= Obiettivo A =
Riassumi in due frasi il brano sulla crisi nordcoreana.
= Obiettivo B =
Ricopia dal brano sulla crisi nordcoreana tutto ciò che va da "La crisi ormai" fino a "internazionalistica del Novecento.".
-------- Brano di riferimento
La crisi nordcoreana spiegata da due teorie di politica internazionale

Test di un missile balistico statunitese, Latonja Martin/Missile Defense Agency

La crisi ormai perdurante rappresentata dall’arsenale nucleare di Pyongyang è un esempio paradigmatico della politica interstatale “classica”, e di conseguenza una delle vicende maggiormente analizzabili tramite la teoria internazionalistica del Novecento.


Tra le tante vicende analizzate dagli studiosi di politica internazionale, il riemergere negli ultimi anni della minaccia nucleare che la Corea del Nord attua all’interno del sistema regionale est asiatico desta particolare preoccupazione. Da un lato, la ragione di tale apprensione è ad una prima lettura particolarmente evidente: si tratta infatti di una crisi – la terza dal 1994 – che si pone potenzialmente al massimo livello di gravità possibile, la minaccia cioè del deflagrarsi di una guerra potenzialmente nucleare.
----------------
-------- Insieme di dati
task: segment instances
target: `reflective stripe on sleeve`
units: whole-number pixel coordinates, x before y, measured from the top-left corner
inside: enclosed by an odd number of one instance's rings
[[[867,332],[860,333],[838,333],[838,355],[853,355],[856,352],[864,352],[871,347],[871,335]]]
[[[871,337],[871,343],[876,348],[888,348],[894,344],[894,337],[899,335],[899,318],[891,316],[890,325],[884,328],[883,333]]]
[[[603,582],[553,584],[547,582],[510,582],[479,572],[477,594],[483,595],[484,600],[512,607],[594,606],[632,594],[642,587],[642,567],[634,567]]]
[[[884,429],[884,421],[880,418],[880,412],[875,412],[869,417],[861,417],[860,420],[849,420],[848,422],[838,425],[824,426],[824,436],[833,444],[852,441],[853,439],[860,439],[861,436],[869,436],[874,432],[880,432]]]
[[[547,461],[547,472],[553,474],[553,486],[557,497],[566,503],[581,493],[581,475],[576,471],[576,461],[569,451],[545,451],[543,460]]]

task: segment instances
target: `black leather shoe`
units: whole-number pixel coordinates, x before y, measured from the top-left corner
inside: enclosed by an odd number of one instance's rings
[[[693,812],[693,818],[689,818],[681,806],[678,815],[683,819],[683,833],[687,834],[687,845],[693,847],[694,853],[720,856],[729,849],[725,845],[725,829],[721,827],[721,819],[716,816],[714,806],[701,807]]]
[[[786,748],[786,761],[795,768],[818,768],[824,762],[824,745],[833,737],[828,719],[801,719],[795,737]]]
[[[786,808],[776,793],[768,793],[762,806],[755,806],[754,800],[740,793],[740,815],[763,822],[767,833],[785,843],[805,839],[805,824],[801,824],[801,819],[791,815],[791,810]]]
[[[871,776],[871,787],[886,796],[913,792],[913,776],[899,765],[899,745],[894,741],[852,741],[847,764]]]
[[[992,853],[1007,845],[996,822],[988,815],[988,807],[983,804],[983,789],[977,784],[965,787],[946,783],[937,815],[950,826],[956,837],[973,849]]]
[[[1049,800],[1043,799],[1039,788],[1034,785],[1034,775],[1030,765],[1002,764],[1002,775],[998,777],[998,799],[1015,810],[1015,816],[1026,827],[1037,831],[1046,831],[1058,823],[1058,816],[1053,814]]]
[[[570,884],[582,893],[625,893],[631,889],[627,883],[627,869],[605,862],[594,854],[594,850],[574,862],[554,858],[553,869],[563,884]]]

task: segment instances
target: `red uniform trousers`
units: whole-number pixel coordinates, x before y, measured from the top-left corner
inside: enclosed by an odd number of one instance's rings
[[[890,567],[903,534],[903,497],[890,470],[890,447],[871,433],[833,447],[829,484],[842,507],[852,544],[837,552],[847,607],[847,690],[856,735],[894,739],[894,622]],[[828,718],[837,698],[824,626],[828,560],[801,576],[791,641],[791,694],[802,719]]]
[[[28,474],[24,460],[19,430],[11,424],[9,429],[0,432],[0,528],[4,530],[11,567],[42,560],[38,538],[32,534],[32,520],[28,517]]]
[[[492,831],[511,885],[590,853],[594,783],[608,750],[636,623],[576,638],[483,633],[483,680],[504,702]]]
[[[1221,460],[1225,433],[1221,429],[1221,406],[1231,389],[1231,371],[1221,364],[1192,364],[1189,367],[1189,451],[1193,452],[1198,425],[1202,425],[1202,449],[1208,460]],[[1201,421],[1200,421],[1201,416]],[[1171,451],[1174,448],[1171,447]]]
----------------
= Risultato A =
La crisi legata all'arsenale nucleare di Pyongyang è un esempio paradigmatico della politica interstatale classica e si presta a essere analizzata con la teoria internazionalistica del Novecento. Tra le vicende studiate, il riemergere della minaccia nucleare nordcoreana nel sistema regionale est asiatico preoccupa in modo particolare, perché si tratta della terza crisi dal 1994 e comporta il rischio di una guerra potenzialmente nucleare.

= Risultato B =
La crisi ormai perdurante rappresentata dall’arsenale nucleare di Pyongyang è un esempio paradigmatico della politica interstatale “classica”, e di conseguenza una delle vicende maggiormente analizzabili tramite la teoria internazionalistica del Novecento.